▶ What needs to be done: Make an exact copy of the records, dropping all pictures.

▶ Data provided:
- - -

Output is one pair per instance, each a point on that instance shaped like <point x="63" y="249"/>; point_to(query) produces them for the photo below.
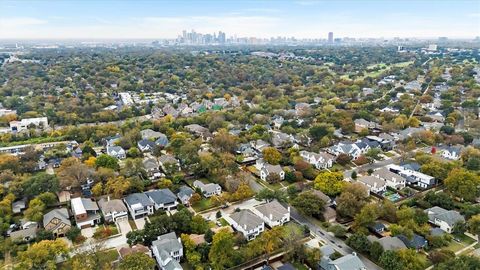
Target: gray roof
<point x="110" y="206"/>
<point x="371" y="181"/>
<point x="448" y="216"/>
<point x="273" y="208"/>
<point x="140" y="198"/>
<point x="246" y="218"/>
<point x="273" y="168"/>
<point x="60" y="213"/>
<point x="162" y="196"/>
<point x="185" y="191"/>
<point x="167" y="244"/>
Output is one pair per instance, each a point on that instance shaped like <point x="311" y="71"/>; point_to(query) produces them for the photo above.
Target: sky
<point x="124" y="19"/>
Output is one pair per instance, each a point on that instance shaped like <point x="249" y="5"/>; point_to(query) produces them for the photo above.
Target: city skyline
<point x="261" y="19"/>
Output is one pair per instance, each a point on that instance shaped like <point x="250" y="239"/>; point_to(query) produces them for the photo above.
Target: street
<point x="336" y="243"/>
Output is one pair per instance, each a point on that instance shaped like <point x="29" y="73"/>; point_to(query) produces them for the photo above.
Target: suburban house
<point x="443" y="218"/>
<point x="412" y="177"/>
<point x="373" y="184"/>
<point x="26" y="123"/>
<point x="57" y="221"/>
<point x="86" y="212"/>
<point x="139" y="205"/>
<point x="168" y="251"/>
<point x="168" y="160"/>
<point x="246" y="222"/>
<point x="388" y="242"/>
<point x="393" y="180"/>
<point x="267" y="169"/>
<point x="184" y="194"/>
<point x="350" y="149"/>
<point x="162" y="140"/>
<point x="145" y="145"/>
<point x="273" y="213"/>
<point x="208" y="190"/>
<point x="116" y="152"/>
<point x="152" y="168"/>
<point x="322" y="160"/>
<point x="112" y="210"/>
<point x="452" y="152"/>
<point x="138" y="248"/>
<point x="347" y="262"/>
<point x="163" y="199"/>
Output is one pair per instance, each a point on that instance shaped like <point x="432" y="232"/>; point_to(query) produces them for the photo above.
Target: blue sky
<point x="301" y="18"/>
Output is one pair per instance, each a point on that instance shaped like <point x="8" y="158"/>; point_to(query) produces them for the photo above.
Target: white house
<point x="452" y="152"/>
<point x="24" y="124"/>
<point x="321" y="160"/>
<point x="208" y="190"/>
<point x="445" y="219"/>
<point x="116" y="152"/>
<point x="273" y="213"/>
<point x="112" y="210"/>
<point x="246" y="222"/>
<point x="393" y="180"/>
<point x="168" y="251"/>
<point x="374" y="184"/>
<point x="139" y="205"/>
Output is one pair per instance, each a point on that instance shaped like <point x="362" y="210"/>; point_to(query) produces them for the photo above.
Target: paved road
<point x="337" y="243"/>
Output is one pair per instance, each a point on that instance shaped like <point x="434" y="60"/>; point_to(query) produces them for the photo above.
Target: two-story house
<point x="163" y="199"/>
<point x="113" y="210"/>
<point x="322" y="160"/>
<point x="139" y="205"/>
<point x="86" y="212"/>
<point x="273" y="213"/>
<point x="373" y="184"/>
<point x="393" y="180"/>
<point x="445" y="219"/>
<point x="246" y="222"/>
<point x="208" y="190"/>
<point x="57" y="221"/>
<point x="168" y="251"/>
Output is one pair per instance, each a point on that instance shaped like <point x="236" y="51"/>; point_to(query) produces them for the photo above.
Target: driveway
<point x="124" y="226"/>
<point x="88" y="232"/>
<point x="140" y="222"/>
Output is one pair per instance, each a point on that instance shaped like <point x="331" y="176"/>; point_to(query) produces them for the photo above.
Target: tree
<point x="43" y="255"/>
<point x="117" y="186"/>
<point x="359" y="242"/>
<point x="309" y="204"/>
<point x="221" y="251"/>
<point x="35" y="210"/>
<point x="330" y="183"/>
<point x="440" y="256"/>
<point x="366" y="217"/>
<point x="463" y="262"/>
<point x="343" y="159"/>
<point x="73" y="173"/>
<point x="463" y="184"/>
<point x="474" y="225"/>
<point x="390" y="260"/>
<point x="107" y="161"/>
<point x="352" y="199"/>
<point x="271" y="155"/>
<point x="137" y="261"/>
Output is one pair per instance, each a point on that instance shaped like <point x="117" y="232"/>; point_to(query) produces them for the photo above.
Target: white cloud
<point x="15" y="22"/>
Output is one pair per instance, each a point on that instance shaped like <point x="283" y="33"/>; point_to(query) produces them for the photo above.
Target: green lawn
<point x="204" y="204"/>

- - -

▶ The answer:
Output is one pair per instance, each a point on that instance shaped like <point x="63" y="249"/>; point_to(query) produces them for the photo below.
Target: gray roof
<point x="110" y="206"/>
<point x="371" y="181"/>
<point x="448" y="216"/>
<point x="273" y="208"/>
<point x="140" y="198"/>
<point x="246" y="218"/>
<point x="273" y="168"/>
<point x="60" y="213"/>
<point x="162" y="196"/>
<point x="185" y="191"/>
<point x="167" y="244"/>
Output is one pair per instance, each a point on that instance shaped like <point x="311" y="71"/>; point_to(query) produces them for the photo above.
Target: sky
<point x="124" y="19"/>
Output is one pair per instance, each a point on that instance shaped like <point x="249" y="5"/>; point_to(query) produces them for the photo above.
Target: city skyline
<point x="261" y="19"/>
Output is one pair per instance, each a point on that instance shaped like <point x="250" y="239"/>; point_to(query) produces them for the photo above.
Target: street
<point x="336" y="243"/>
Output is one pair per instance, each a point on that instance shaped like <point x="29" y="73"/>; point_to(query) produces them for the photo above.
Target: suburban house
<point x="443" y="218"/>
<point x="412" y="177"/>
<point x="373" y="184"/>
<point x="26" y="123"/>
<point x="57" y="221"/>
<point x="86" y="212"/>
<point x="139" y="205"/>
<point x="168" y="251"/>
<point x="168" y="160"/>
<point x="246" y="222"/>
<point x="388" y="242"/>
<point x="393" y="180"/>
<point x="267" y="169"/>
<point x="184" y="194"/>
<point x="350" y="149"/>
<point x="162" y="140"/>
<point x="145" y="145"/>
<point x="273" y="213"/>
<point x="208" y="190"/>
<point x="116" y="152"/>
<point x="152" y="168"/>
<point x="322" y="160"/>
<point x="112" y="210"/>
<point x="452" y="152"/>
<point x="138" y="248"/>
<point x="347" y="262"/>
<point x="163" y="199"/>
Output is one pair per instance, each a point on that instance shaped like <point x="432" y="232"/>; point_to(query) produces them for the photo above.
Target: blue sky
<point x="301" y="18"/>
Output is one pair per instance, each a point on that instance shaped like <point x="8" y="158"/>; point_to(query) produces them for the photo above.
Target: white house
<point x="452" y="152"/>
<point x="24" y="124"/>
<point x="321" y="160"/>
<point x="208" y="190"/>
<point x="445" y="219"/>
<point x="116" y="152"/>
<point x="273" y="213"/>
<point x="112" y="210"/>
<point x="246" y="222"/>
<point x="393" y="180"/>
<point x="168" y="251"/>
<point x="374" y="184"/>
<point x="139" y="205"/>
Output is one pair per instance, each a point on that instance shaped like <point x="362" y="210"/>; point_to(query) produces them for the photo above.
Target: paved road
<point x="337" y="243"/>
Output is one pair per instance, each a point on that instance shaped like <point x="434" y="60"/>; point_to(query) produces them for the photo above.
Target: two-story house
<point x="163" y="199"/>
<point x="113" y="210"/>
<point x="322" y="160"/>
<point x="139" y="205"/>
<point x="86" y="212"/>
<point x="273" y="213"/>
<point x="373" y="184"/>
<point x="393" y="180"/>
<point x="445" y="219"/>
<point x="246" y="222"/>
<point x="208" y="190"/>
<point x="57" y="221"/>
<point x="168" y="251"/>
Output is one pair per instance, each a point on that instance shaped like <point x="236" y="51"/>; point_to(query) produces them for the photo above.
Target: driveway
<point x="124" y="226"/>
<point x="88" y="232"/>
<point x="140" y="222"/>
Output is one pair per instance, each a point on that instance shaped like <point x="331" y="176"/>; point_to(query) produces them for the photo above.
Target: tree
<point x="43" y="255"/>
<point x="117" y="186"/>
<point x="359" y="242"/>
<point x="309" y="204"/>
<point x="221" y="251"/>
<point x="35" y="210"/>
<point x="330" y="183"/>
<point x="440" y="256"/>
<point x="366" y="217"/>
<point x="463" y="262"/>
<point x="343" y="159"/>
<point x="73" y="173"/>
<point x="463" y="184"/>
<point x="474" y="225"/>
<point x="390" y="260"/>
<point x="107" y="161"/>
<point x="352" y="199"/>
<point x="271" y="155"/>
<point x="137" y="261"/>
Output is one pair per instance, each a point on that instance shaped like <point x="117" y="232"/>; point_to(query) produces them for the photo above.
Target: white cloud
<point x="15" y="22"/>
Output is one pair per instance, each a point on that instance shaped like <point x="283" y="33"/>; point_to(query) produces them for the photo above.
Target: green lawn
<point x="204" y="204"/>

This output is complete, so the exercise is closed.